[[ Data provided, beginning ]]
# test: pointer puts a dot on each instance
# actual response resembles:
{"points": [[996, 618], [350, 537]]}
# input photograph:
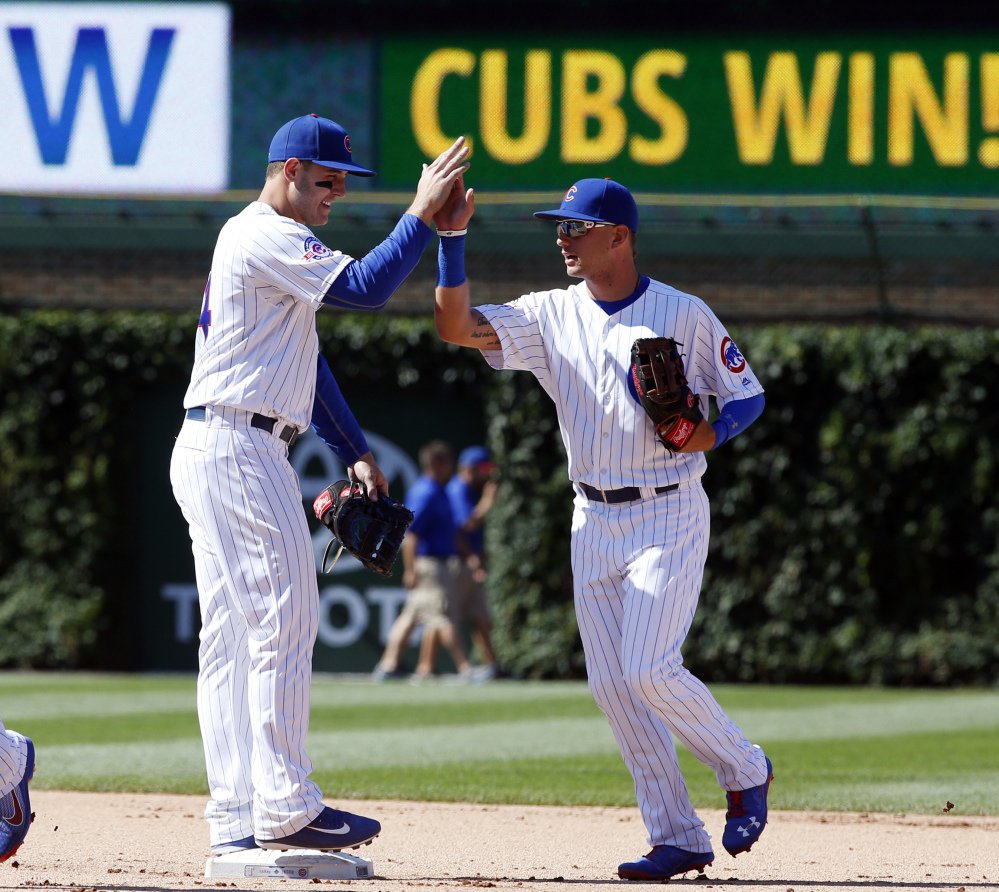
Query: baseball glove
{"points": [[371, 531], [659, 379]]}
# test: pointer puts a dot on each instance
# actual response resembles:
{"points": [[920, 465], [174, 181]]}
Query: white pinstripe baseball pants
{"points": [[637, 570], [13, 759], [260, 615]]}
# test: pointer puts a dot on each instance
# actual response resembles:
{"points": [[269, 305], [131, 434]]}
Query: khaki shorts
{"points": [[427, 603], [469, 604]]}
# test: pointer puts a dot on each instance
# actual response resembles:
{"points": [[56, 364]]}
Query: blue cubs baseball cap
{"points": [[475, 456], [315, 139], [599, 201]]}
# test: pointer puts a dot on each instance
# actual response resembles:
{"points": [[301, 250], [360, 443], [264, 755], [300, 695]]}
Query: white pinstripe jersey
{"points": [[256, 344], [582, 357]]}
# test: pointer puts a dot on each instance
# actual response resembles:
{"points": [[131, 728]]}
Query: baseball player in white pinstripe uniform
{"points": [[640, 518], [17, 766], [259, 380]]}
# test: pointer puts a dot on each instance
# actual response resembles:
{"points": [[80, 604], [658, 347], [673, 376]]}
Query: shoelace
{"points": [[735, 807]]}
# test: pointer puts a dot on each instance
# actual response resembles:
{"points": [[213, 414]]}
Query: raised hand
{"points": [[458, 208], [438, 179]]}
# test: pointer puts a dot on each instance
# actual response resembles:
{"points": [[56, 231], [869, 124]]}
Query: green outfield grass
{"points": [[840, 749]]}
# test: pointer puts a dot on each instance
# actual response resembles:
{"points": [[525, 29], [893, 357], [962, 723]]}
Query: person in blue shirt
{"points": [[472, 492], [430, 567]]}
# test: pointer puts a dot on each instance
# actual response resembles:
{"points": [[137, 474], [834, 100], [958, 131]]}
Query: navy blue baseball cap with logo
{"points": [[598, 201], [315, 139]]}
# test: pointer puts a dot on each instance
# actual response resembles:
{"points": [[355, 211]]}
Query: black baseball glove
{"points": [[371, 531], [661, 384]]}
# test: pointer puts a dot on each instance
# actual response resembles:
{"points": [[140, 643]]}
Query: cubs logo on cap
{"points": [[315, 139], [598, 201]]}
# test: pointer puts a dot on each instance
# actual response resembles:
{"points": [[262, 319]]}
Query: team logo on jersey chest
{"points": [[734, 361], [315, 249]]}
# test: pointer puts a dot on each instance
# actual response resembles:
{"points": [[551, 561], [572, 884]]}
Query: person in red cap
{"points": [[258, 381], [641, 518]]}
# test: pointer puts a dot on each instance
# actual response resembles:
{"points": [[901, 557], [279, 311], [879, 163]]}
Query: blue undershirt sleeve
{"points": [[368, 283], [332, 418], [736, 416]]}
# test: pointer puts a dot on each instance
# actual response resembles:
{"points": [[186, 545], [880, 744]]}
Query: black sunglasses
{"points": [[576, 228]]}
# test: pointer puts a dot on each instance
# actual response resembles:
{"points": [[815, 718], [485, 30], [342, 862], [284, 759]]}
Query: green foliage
{"points": [[855, 527], [68, 381]]}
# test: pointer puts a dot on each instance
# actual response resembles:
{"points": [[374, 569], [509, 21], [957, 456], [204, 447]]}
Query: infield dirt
{"points": [[148, 843]]}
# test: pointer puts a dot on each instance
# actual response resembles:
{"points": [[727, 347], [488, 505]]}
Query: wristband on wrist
{"points": [[451, 261]]}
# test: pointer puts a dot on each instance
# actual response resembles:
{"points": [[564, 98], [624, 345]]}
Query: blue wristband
{"points": [[451, 262]]}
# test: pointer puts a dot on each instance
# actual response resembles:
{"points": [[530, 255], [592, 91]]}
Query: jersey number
{"points": [[206, 314]]}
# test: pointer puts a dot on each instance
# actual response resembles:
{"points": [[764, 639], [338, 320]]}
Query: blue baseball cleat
{"points": [[746, 816], [15, 810], [664, 862], [332, 831]]}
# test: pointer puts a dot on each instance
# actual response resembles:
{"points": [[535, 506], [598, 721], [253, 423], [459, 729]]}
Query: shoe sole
{"points": [[734, 852], [29, 773], [281, 847], [661, 877]]}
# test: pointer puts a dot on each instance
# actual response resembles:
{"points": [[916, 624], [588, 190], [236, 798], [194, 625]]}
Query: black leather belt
{"points": [[262, 422], [625, 494]]}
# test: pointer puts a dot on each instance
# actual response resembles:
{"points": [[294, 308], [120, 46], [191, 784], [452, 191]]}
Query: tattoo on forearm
{"points": [[483, 331]]}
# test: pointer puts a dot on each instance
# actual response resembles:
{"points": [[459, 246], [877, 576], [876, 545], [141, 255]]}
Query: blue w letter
{"points": [[91, 50]]}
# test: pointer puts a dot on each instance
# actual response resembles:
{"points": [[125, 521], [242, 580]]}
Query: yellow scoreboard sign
{"points": [[699, 115]]}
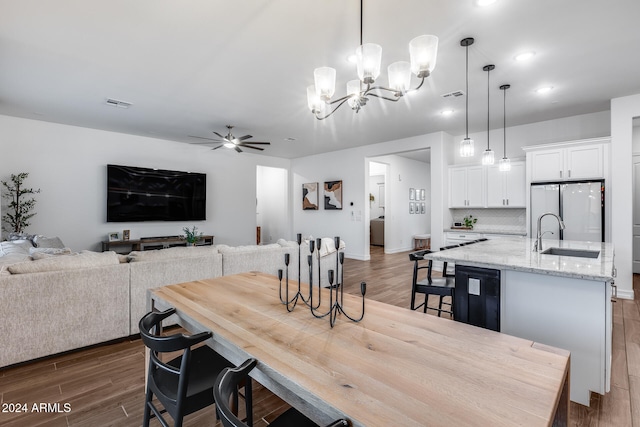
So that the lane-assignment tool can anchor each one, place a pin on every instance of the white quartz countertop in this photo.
(485, 231)
(511, 253)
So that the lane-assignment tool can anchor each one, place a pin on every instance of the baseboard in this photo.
(625, 294)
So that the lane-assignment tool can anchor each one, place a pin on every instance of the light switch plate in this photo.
(474, 286)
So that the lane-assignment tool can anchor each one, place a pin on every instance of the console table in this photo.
(149, 243)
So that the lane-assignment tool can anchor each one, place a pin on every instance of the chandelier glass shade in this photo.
(505, 163)
(422, 52)
(466, 145)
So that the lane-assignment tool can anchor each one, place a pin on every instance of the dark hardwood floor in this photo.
(104, 385)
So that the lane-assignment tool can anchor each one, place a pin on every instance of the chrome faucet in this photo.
(537, 247)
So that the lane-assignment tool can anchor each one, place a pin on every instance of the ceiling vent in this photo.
(454, 94)
(117, 103)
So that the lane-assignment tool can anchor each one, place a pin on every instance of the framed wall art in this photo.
(333, 195)
(310, 196)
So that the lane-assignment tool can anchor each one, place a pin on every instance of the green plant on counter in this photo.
(192, 235)
(469, 221)
(20, 206)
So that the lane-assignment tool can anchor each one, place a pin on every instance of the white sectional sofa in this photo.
(55, 303)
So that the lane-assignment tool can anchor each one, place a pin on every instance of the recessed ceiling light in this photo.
(545, 89)
(524, 56)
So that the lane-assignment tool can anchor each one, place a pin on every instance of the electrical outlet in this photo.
(474, 286)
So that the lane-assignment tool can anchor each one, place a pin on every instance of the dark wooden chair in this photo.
(184, 384)
(440, 286)
(224, 395)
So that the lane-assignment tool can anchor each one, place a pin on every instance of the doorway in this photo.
(271, 204)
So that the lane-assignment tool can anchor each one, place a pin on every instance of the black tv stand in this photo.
(150, 243)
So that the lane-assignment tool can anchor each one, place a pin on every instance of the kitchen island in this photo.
(558, 300)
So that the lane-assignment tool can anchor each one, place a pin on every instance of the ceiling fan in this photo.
(231, 141)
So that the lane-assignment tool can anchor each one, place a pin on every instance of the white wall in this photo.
(69, 165)
(272, 203)
(623, 111)
(585, 126)
(352, 167)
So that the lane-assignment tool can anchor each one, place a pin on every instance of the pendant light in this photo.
(488, 157)
(466, 145)
(505, 163)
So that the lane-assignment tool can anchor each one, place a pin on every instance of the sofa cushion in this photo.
(171, 253)
(39, 253)
(248, 248)
(85, 259)
(47, 242)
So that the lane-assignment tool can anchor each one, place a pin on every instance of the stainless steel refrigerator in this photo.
(580, 204)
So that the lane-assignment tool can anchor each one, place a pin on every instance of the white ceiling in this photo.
(191, 67)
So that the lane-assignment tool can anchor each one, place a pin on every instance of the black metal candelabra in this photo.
(336, 302)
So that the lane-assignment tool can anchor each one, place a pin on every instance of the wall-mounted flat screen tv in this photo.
(141, 194)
[[ Data provided, end ]]
*What to produce*. Lines from the one containing "chair in this photo." through the last line of the data above are the only output wanted; restate them exactly.

*Answer section*.
So that the lane-assignment tool can anchor each one, place a pin on every instance of the dark wooden chair in this photo.
(184, 384)
(440, 286)
(224, 395)
So that the lane-assignment tool can anchor each one, place a pin on every instance of the doorway in this photo.
(271, 204)
So that the lane-assignment tool can anchor each one, place a pin on every instance of the black tv stand in this photo.
(150, 243)
So that the lane-assignment tool can anchor each one, place a pin on every instance of the kitchen island in this photo.
(558, 300)
So that the lane-assignment tool can anchor each one, place a pin on every instance of the ceiling fan in this photo.
(231, 141)
So that the lane-assignment tool can anchor each one, place a pin on every instance of the white wall in this photo.
(69, 165)
(272, 203)
(623, 111)
(585, 126)
(352, 167)
So that the lane-assignment tool can anchor each one, place a pin on every instance of the pendant light in this photo.
(488, 157)
(466, 145)
(505, 163)
So that the lane-assignment tool can anchor each one, place a pin on every instance of the sofa cushion in this photo.
(171, 253)
(39, 253)
(248, 248)
(85, 259)
(47, 242)
So that the lane-assignment tool can anchor each one, place a pin on every instance of the stainless steel refrigerator in this photo.
(580, 204)
So that the lane-assignment tool can anchor each one, place a pin on every instance of the white ceiling in this photo.
(191, 67)
So that the lane-assignment tool can anchor each one, place a pin on every instance of the black metal candelabra in this photo.
(336, 302)
So that the lane-assignment tool can anchor each one, place a pin on every instance of the wall-mounted flat screen tv in this photo.
(141, 194)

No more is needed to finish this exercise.